Heavily-biased article, but I get the drift. Left= good, right= bad. If I need such reinforcement, I can turn on CNN. Let’s stick to travel hacking, please.
@Wes – I put it up for debate. This blog is not limited to travel hacking. There are plenty blogs that cover travel hacking in a vacuum. This blog is about the world and the world of travel, of which travel hacking is a useful part of the toolkit. It would be intellectually irresponsible of me to not engage with the world and pretend nothing exists outside of mileage runs and Walmart runs.
Ridiculous article based on a ridiculous premise. Tyler Brulé as an expert on either the UK or Brexit? I don’t think so. We know you hate Heathrow but try and keep things in perspective.
@evan – I threw it out for an interesting take on the debate, possible historic parallels can be instructive, even if imperfect. I also wrote about the good news of London Night Tube on the same day as said the Delta-Virgin combo will benefit some (London-bound travelers) and not others (connecting passengers).
@evan – he is a successful entrepreneur that bases his business and majority of employees in UK. UK businesspeople are among those entitled to an opinion on Brexit and many have publicly shared. This one I found novel because it draws a potential historic parallel not widely discussed.
This article was published nearly two months ago, soon after the vote when he was sore and the country had no government. Today it is clear the new government has an internationalist view of the UK’s future, which is the polar opposite of what Tyler Brulee thought. Tyler is great on what £400 shirts to wear, or which airline to fly in First, but proved himself woefully out of touch on politics. As to this bloggers assertions that Leave voters are like Trump voters and that the UK will lose its role in global banking, both are absurd and cannot… Read more »

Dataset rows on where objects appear
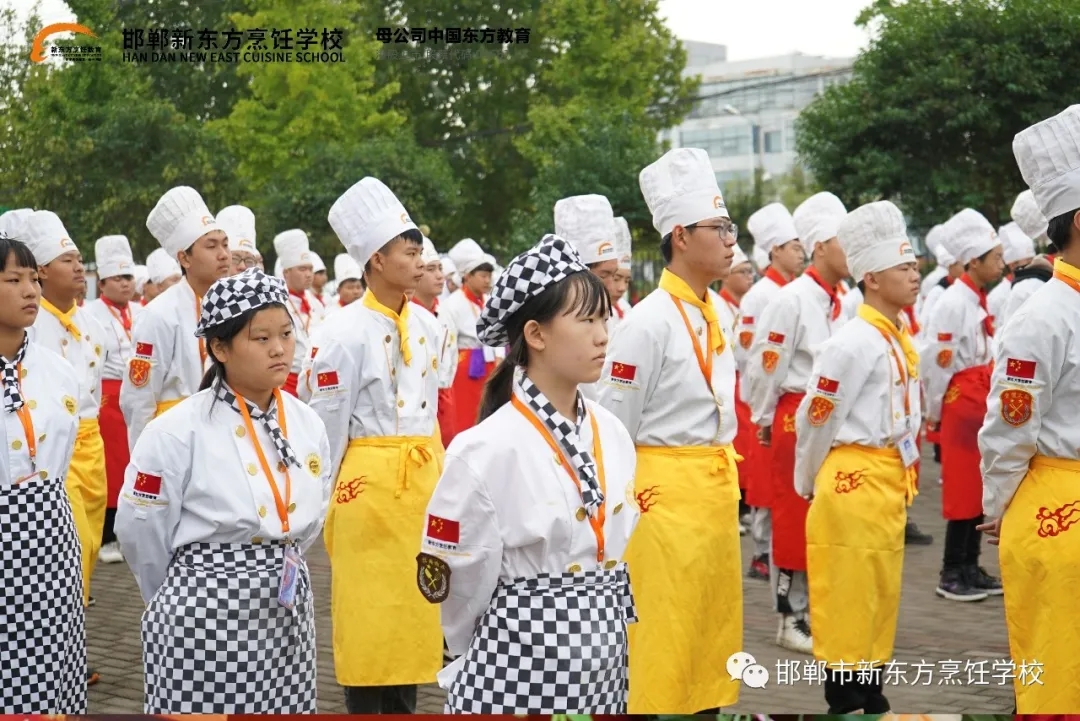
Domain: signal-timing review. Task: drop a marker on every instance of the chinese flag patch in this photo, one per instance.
(443, 529)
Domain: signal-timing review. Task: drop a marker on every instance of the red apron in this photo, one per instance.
(115, 436)
(788, 508)
(963, 411)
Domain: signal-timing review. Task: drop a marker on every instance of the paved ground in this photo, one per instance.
(966, 638)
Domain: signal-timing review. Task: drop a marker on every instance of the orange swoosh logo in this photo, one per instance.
(38, 49)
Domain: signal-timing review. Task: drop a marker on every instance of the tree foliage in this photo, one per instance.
(935, 100)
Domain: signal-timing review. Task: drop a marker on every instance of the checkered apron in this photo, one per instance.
(215, 639)
(42, 633)
(553, 643)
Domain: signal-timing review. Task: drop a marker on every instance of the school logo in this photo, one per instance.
(1016, 407)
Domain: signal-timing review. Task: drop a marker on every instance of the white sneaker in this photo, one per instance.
(110, 554)
(794, 635)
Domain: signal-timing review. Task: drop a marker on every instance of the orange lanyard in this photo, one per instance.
(597, 522)
(281, 503)
(704, 359)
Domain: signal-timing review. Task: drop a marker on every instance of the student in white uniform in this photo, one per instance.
(169, 361)
(510, 534)
(65, 328)
(220, 502)
(670, 378)
(856, 462)
(804, 314)
(43, 643)
(115, 312)
(375, 383)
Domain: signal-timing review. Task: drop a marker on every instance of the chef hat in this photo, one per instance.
(817, 219)
(347, 269)
(623, 243)
(46, 236)
(113, 257)
(969, 234)
(1027, 215)
(292, 249)
(239, 225)
(1048, 154)
(1015, 243)
(235, 295)
(588, 223)
(13, 223)
(875, 239)
(161, 266)
(527, 275)
(179, 219)
(771, 227)
(680, 190)
(366, 217)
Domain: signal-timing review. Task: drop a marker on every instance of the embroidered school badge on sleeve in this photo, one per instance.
(432, 577)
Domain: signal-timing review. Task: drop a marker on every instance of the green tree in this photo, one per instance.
(930, 113)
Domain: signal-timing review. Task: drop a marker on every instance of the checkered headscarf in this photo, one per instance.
(269, 421)
(527, 275)
(12, 398)
(235, 295)
(568, 436)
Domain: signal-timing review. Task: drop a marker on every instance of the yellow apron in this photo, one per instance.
(88, 491)
(686, 569)
(1040, 570)
(855, 554)
(385, 631)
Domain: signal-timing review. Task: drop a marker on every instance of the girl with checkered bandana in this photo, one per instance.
(525, 534)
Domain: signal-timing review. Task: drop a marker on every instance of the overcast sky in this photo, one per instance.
(750, 28)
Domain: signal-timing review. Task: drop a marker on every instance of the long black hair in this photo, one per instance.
(582, 294)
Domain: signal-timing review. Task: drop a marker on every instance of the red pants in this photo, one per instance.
(963, 411)
(788, 508)
(115, 436)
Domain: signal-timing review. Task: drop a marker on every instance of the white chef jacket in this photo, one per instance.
(1044, 331)
(118, 341)
(165, 330)
(793, 325)
(955, 325)
(206, 485)
(50, 392)
(868, 398)
(85, 355)
(516, 512)
(667, 403)
(359, 382)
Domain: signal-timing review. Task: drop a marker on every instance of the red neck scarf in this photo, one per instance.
(834, 300)
(988, 321)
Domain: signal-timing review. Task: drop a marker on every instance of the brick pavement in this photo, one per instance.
(931, 629)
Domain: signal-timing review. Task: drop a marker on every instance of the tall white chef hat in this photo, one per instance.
(969, 234)
(1027, 215)
(771, 227)
(180, 218)
(113, 257)
(1048, 154)
(366, 217)
(874, 236)
(161, 266)
(817, 219)
(46, 236)
(292, 248)
(588, 223)
(239, 225)
(680, 189)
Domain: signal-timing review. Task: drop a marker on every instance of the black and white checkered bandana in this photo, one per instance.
(527, 275)
(12, 398)
(235, 295)
(269, 421)
(568, 436)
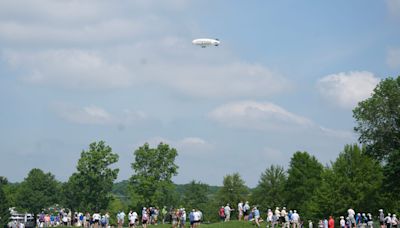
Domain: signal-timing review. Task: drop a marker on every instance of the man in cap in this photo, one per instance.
(351, 213)
(240, 210)
(227, 211)
(246, 210)
(381, 218)
(296, 219)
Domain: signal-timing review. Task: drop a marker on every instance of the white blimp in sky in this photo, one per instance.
(205, 42)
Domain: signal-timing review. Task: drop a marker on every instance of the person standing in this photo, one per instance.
(342, 222)
(331, 222)
(164, 213)
(96, 219)
(370, 222)
(121, 219)
(240, 210)
(381, 218)
(257, 216)
(351, 213)
(269, 218)
(296, 219)
(388, 221)
(395, 221)
(221, 213)
(246, 210)
(227, 211)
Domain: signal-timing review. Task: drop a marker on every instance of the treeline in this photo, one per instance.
(364, 176)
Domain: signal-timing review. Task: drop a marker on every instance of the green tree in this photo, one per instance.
(4, 204)
(378, 125)
(354, 180)
(270, 191)
(195, 195)
(38, 191)
(89, 189)
(151, 184)
(304, 176)
(233, 190)
(378, 119)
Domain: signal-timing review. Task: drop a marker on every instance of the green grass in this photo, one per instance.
(231, 224)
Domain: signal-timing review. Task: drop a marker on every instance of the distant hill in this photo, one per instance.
(120, 189)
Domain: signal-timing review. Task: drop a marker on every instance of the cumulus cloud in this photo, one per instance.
(187, 146)
(267, 116)
(70, 68)
(393, 57)
(110, 47)
(94, 115)
(256, 115)
(346, 89)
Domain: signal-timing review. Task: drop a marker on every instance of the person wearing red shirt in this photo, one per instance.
(331, 222)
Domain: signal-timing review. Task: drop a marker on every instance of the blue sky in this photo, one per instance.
(285, 78)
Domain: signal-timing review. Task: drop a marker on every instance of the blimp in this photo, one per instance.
(206, 42)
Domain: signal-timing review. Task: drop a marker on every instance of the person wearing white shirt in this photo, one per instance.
(388, 220)
(246, 210)
(351, 213)
(96, 219)
(296, 219)
(342, 222)
(395, 221)
(240, 210)
(133, 219)
(227, 211)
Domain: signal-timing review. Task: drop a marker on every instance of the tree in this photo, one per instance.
(304, 176)
(270, 191)
(151, 185)
(4, 204)
(89, 189)
(233, 190)
(195, 195)
(378, 119)
(354, 180)
(38, 191)
(378, 124)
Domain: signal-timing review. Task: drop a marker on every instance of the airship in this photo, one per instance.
(206, 42)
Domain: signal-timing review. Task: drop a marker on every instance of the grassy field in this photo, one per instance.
(231, 224)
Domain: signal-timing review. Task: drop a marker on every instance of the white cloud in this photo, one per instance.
(347, 89)
(85, 115)
(256, 115)
(191, 146)
(393, 57)
(69, 68)
(94, 115)
(124, 49)
(393, 7)
(267, 116)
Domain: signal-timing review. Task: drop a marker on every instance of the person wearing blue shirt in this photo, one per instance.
(257, 216)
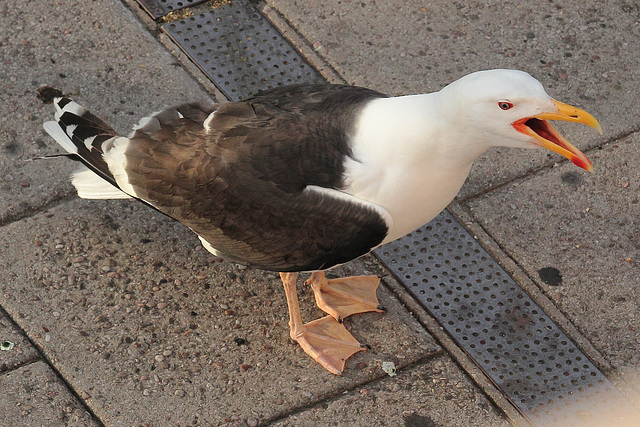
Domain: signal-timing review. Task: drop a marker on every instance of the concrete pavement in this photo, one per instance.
(117, 315)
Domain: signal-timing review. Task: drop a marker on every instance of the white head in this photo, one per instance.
(510, 108)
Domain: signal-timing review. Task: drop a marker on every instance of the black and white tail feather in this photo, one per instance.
(86, 138)
(98, 147)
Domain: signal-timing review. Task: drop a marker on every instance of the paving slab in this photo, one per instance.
(577, 236)
(15, 348)
(96, 52)
(583, 54)
(32, 395)
(154, 329)
(432, 394)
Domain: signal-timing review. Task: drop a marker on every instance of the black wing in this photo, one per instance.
(261, 186)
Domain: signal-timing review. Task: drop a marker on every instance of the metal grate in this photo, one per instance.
(507, 334)
(240, 51)
(160, 8)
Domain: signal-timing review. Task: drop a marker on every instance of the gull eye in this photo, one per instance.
(505, 105)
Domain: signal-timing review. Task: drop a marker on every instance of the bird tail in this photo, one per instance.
(85, 138)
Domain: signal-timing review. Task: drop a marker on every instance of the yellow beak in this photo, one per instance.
(548, 137)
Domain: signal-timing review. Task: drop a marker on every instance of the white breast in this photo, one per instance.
(407, 160)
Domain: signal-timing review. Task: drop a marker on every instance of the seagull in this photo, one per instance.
(306, 177)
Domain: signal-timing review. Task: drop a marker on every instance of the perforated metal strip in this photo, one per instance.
(240, 50)
(501, 328)
(517, 345)
(160, 8)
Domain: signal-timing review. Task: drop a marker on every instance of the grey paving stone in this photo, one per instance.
(433, 394)
(156, 330)
(583, 54)
(96, 52)
(32, 395)
(577, 235)
(15, 348)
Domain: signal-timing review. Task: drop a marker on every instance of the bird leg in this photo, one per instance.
(325, 340)
(345, 296)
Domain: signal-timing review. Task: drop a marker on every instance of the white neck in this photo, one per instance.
(406, 162)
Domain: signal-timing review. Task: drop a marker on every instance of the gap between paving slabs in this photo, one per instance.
(245, 54)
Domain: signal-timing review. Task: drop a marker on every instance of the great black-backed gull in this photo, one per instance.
(307, 177)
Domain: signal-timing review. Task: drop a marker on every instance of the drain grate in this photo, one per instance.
(240, 50)
(507, 334)
(160, 8)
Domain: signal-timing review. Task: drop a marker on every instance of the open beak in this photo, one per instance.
(548, 137)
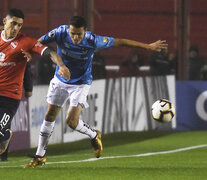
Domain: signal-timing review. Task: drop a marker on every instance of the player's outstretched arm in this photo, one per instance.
(156, 46)
(63, 70)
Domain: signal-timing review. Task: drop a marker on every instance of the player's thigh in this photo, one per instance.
(57, 93)
(8, 108)
(74, 112)
(78, 95)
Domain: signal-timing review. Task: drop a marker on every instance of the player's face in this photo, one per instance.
(76, 34)
(12, 26)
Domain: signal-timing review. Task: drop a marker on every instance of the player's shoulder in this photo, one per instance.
(62, 28)
(90, 37)
(23, 36)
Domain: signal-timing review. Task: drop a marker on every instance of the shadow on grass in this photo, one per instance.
(109, 140)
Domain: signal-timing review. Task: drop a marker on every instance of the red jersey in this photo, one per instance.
(13, 63)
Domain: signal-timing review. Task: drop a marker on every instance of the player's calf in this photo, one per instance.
(4, 140)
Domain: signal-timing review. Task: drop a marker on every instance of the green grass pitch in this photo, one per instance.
(149, 155)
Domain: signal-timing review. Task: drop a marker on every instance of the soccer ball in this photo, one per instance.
(163, 110)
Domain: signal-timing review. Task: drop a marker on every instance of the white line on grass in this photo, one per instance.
(126, 156)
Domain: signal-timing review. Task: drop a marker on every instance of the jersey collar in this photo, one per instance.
(6, 40)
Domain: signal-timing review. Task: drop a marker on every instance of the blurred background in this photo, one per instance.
(131, 79)
(182, 23)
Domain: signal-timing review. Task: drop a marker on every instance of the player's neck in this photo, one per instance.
(5, 37)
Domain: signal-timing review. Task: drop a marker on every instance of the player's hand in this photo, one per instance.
(64, 71)
(158, 45)
(27, 55)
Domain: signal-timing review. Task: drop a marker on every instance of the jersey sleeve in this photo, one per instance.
(56, 35)
(38, 48)
(103, 42)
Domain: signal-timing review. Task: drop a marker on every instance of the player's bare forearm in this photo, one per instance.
(63, 70)
(156, 46)
(40, 40)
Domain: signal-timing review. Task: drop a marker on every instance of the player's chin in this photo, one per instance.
(76, 42)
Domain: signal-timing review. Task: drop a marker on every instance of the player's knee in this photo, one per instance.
(72, 122)
(50, 117)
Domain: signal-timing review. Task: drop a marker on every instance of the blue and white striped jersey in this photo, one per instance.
(78, 58)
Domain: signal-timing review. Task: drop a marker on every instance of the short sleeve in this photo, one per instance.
(103, 42)
(55, 35)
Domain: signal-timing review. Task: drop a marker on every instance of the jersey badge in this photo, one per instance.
(38, 44)
(14, 44)
(51, 34)
(105, 40)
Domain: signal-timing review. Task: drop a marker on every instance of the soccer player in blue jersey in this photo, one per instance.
(76, 46)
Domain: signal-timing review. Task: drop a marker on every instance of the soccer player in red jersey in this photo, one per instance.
(13, 49)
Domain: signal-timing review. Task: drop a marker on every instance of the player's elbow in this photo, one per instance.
(118, 42)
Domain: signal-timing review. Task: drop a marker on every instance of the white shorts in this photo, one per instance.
(59, 93)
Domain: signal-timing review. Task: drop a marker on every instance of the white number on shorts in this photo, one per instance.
(4, 120)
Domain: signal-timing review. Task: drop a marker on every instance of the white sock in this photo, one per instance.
(84, 128)
(45, 133)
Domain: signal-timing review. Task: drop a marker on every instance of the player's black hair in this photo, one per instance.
(15, 12)
(78, 21)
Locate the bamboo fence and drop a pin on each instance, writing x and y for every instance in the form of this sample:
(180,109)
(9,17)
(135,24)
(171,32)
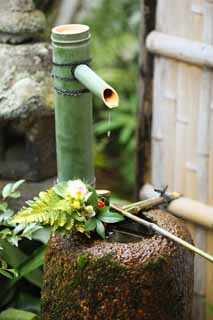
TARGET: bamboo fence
(182,128)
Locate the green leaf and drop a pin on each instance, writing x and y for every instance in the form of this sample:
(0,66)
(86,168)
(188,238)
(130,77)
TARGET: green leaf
(91,224)
(15,314)
(14,240)
(17,184)
(6,273)
(93,200)
(15,257)
(3,206)
(6,215)
(100,229)
(7,190)
(42,235)
(60,189)
(30,229)
(10,189)
(110,217)
(15,195)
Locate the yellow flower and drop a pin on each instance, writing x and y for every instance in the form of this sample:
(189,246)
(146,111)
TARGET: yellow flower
(76,204)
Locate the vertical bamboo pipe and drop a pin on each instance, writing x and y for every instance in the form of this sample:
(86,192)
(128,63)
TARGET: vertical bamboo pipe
(73,104)
(74,82)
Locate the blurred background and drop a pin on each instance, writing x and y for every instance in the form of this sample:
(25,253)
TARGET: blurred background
(161,133)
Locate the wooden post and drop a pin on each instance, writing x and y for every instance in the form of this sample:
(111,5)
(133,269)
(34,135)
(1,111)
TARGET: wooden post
(143,152)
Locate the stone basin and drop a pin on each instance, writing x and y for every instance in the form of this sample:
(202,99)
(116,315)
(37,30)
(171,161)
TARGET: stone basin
(151,279)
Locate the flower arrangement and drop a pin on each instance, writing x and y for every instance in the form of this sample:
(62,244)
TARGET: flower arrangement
(72,205)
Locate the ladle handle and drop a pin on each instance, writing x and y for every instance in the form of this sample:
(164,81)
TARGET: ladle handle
(164,232)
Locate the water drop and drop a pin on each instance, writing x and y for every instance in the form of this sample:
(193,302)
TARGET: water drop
(109,123)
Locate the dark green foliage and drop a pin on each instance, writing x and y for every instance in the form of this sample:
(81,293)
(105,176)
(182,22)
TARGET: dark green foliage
(115,46)
(66,209)
(17,267)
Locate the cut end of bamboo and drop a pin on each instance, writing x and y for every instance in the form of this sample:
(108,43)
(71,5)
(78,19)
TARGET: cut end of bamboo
(110,98)
(70,29)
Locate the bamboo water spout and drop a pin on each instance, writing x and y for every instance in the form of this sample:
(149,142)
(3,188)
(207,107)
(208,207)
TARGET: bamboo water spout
(74,83)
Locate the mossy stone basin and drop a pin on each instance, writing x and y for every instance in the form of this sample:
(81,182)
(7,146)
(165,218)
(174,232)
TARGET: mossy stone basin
(151,279)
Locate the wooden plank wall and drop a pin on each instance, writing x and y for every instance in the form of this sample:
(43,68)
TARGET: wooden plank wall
(182,131)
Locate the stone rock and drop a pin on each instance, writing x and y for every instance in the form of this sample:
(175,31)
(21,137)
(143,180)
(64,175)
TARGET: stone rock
(19,21)
(26,83)
(95,279)
(27,127)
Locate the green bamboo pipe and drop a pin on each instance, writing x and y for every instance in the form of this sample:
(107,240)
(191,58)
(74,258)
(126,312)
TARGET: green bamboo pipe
(74,83)
(97,85)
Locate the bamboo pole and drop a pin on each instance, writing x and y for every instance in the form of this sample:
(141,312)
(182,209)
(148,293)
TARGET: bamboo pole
(73,83)
(165,233)
(182,207)
(180,48)
(97,85)
(73,105)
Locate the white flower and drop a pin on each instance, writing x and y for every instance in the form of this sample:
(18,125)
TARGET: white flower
(77,189)
(91,211)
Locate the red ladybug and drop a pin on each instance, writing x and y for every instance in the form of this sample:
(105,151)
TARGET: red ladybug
(101,204)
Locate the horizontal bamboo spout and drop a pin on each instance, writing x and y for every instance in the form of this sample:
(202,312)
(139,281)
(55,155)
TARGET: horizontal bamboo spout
(97,85)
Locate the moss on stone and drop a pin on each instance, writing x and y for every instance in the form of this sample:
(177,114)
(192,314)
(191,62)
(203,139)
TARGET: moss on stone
(94,280)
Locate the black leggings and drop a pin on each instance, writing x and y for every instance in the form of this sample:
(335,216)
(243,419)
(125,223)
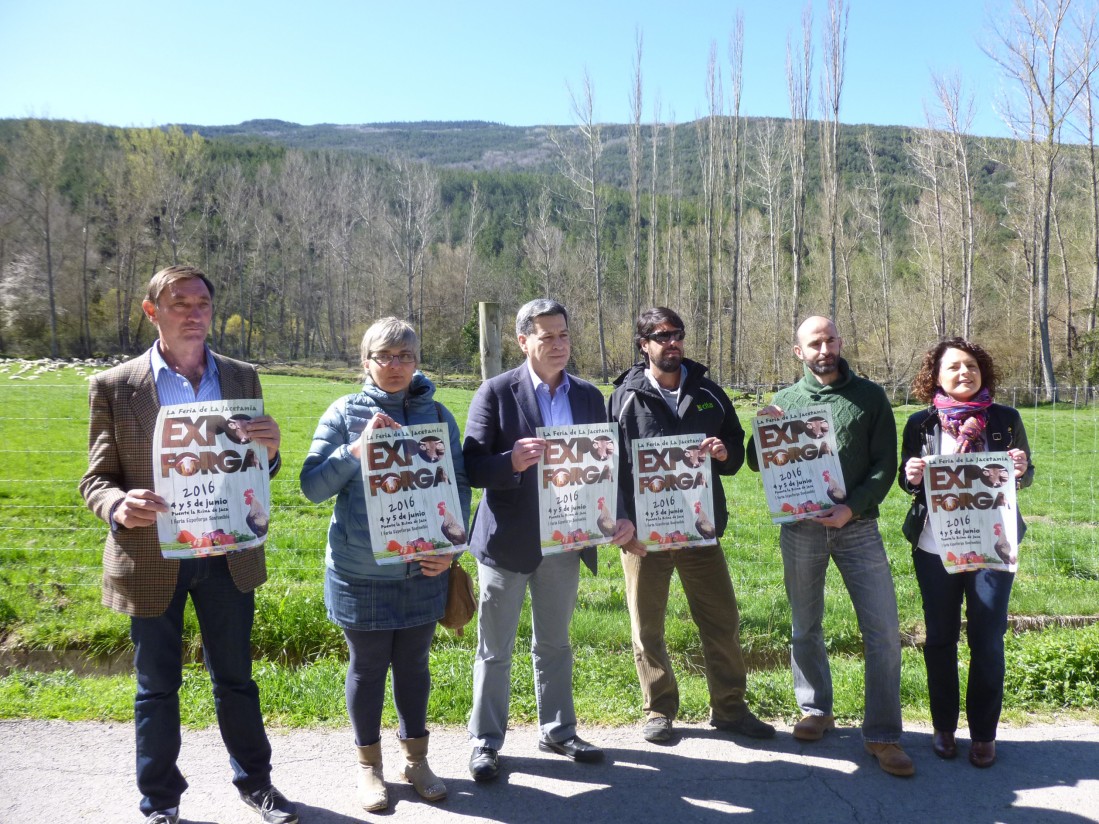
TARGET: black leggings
(373,653)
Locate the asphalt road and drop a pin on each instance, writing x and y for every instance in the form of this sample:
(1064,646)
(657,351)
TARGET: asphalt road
(59,771)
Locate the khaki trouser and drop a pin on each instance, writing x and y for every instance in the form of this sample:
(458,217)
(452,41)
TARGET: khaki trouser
(709,590)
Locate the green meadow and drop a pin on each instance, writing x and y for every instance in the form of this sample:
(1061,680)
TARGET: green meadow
(51,545)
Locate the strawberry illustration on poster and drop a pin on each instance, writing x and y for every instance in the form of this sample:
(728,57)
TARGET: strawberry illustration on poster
(214,479)
(798,464)
(411,497)
(577,487)
(972,510)
(673,497)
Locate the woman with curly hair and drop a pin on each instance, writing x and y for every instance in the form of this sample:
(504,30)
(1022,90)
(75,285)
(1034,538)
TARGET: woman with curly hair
(957,378)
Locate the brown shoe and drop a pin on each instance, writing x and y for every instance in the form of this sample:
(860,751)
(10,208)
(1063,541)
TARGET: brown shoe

What you will do:
Copy the part of the Brexit comment thread from "Heavily-biased article, but" to "things in perspective.", word for word.

Output for this exercise:
Heavily-biased article, but I get the drift. Left= good, right= bad. If I need such reinforcement, I can turn on CNN. Let’s stick to travel hacking, please.
@Wes – I put it up for debate. This blog is not limited to travel hacking. There are plenty blogs that cover travel hacking in a vacuum. This blog is about the world and the world of travel, of which travel hacking is a useful part of the toolkit. It would be intellectually irresponsible of me to not engage with the world and pretend nothing exists outside of mileage runs and Walmart runs.
Ridiculous article based on a ridiculous premise. Tyler Brulé as an expert on either the UK or Brexit? I don’t think so. We know you hate Heathrow but try and keep things in perspective.